**TASK TO COMPLETE:**
Each line from the one holding "Exercise. Label the woman's neck" to the last line below must be written out exactly, with no other output.

[Collection entries]
>>>

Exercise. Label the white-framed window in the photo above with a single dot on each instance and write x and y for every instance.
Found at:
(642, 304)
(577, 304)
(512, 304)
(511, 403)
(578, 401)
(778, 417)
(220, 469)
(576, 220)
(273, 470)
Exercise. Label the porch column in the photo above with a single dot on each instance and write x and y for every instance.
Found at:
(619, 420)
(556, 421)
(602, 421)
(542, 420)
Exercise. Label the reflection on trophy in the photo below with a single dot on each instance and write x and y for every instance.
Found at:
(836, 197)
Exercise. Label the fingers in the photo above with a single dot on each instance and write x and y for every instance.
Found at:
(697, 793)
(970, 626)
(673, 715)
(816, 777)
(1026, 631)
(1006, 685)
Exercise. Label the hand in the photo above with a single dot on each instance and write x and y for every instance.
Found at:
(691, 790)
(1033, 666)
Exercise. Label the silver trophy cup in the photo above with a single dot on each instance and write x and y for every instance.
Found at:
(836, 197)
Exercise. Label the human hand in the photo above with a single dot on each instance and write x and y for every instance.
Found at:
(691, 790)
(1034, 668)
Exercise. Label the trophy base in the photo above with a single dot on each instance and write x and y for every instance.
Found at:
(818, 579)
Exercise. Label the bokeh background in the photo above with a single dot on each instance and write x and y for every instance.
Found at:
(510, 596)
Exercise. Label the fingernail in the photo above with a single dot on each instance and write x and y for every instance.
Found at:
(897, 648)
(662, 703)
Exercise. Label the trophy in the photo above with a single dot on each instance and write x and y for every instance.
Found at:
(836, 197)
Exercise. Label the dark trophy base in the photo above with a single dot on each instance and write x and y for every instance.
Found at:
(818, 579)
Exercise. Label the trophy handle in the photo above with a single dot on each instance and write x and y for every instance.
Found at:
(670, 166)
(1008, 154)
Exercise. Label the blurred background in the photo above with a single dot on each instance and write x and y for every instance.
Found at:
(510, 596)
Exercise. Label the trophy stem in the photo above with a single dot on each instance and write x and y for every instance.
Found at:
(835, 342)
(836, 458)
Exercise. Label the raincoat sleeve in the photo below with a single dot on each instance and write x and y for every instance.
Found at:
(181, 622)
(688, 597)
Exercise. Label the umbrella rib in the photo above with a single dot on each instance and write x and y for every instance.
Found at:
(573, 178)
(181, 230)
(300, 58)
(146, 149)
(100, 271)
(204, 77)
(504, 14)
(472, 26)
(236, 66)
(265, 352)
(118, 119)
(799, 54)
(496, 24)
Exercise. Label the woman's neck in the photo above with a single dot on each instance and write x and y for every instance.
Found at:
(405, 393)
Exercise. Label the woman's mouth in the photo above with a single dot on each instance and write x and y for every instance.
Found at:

<<<

**ANSWER TO THE EXERCISE:**
Exercise. Label the woman's neck in the photo above with a single dot on each instance and write x and y for every instance.
Found at:
(405, 393)
Exercise. Label the woman's mouth in the photo above with a single dot on each instance and write x and y for every instance.
Found at:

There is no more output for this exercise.